Among the records below, one line contains "positive clicks: (10, 192)"; copy that line and all that follow it, exactly as written.

[Saved data entries]
━━━━

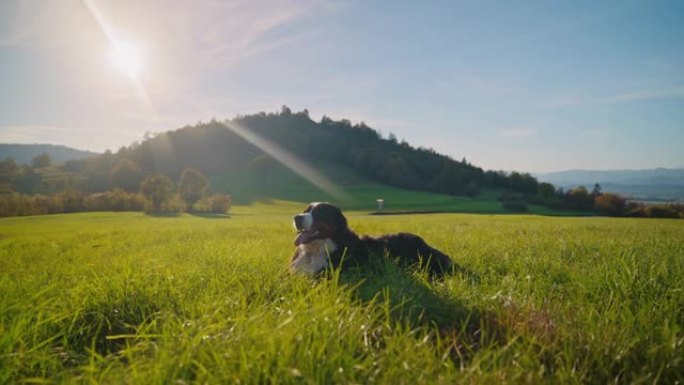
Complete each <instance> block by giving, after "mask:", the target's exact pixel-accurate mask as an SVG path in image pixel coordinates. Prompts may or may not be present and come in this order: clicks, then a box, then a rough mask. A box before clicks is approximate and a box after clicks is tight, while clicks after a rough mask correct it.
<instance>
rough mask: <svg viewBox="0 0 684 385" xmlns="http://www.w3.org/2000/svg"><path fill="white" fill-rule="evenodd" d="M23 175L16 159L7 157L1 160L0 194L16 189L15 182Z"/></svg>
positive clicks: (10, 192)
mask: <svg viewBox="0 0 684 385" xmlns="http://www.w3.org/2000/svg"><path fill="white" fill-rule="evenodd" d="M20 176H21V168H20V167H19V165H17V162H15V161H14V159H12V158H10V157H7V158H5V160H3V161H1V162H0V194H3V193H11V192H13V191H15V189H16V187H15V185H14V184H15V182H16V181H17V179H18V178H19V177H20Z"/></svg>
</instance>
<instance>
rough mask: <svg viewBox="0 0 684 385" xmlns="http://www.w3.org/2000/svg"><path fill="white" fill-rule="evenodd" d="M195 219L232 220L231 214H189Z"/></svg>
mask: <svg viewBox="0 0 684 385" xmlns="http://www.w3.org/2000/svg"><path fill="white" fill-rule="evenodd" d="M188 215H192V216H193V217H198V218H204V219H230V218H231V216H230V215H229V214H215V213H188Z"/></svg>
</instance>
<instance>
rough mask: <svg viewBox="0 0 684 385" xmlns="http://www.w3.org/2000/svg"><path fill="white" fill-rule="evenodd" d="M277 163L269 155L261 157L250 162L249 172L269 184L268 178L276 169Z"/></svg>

━━━━

= Answer space =
positive clicks: (10, 192)
mask: <svg viewBox="0 0 684 385" xmlns="http://www.w3.org/2000/svg"><path fill="white" fill-rule="evenodd" d="M20 176H21V168H20V167H19V165H17V162H15V161H14V159H12V158H10V157H7V158H5V160H3V161H1V162H0V194H3V193H11V192H13V191H15V189H16V187H15V185H14V184H15V182H16V181H17V179H18V178H19V177H20Z"/></svg>
</instance>
<instance>
rough mask: <svg viewBox="0 0 684 385" xmlns="http://www.w3.org/2000/svg"><path fill="white" fill-rule="evenodd" d="M195 219L232 220L231 214H189Z"/></svg>
mask: <svg viewBox="0 0 684 385" xmlns="http://www.w3.org/2000/svg"><path fill="white" fill-rule="evenodd" d="M188 215H192V216H193V217H198V218H204V219H230V218H231V216H230V215H229V214H215V213H188Z"/></svg>
</instance>
<instance>
rough mask: <svg viewBox="0 0 684 385" xmlns="http://www.w3.org/2000/svg"><path fill="white" fill-rule="evenodd" d="M277 163L269 155L261 157L250 162L249 172L269 184L268 178L276 169Z"/></svg>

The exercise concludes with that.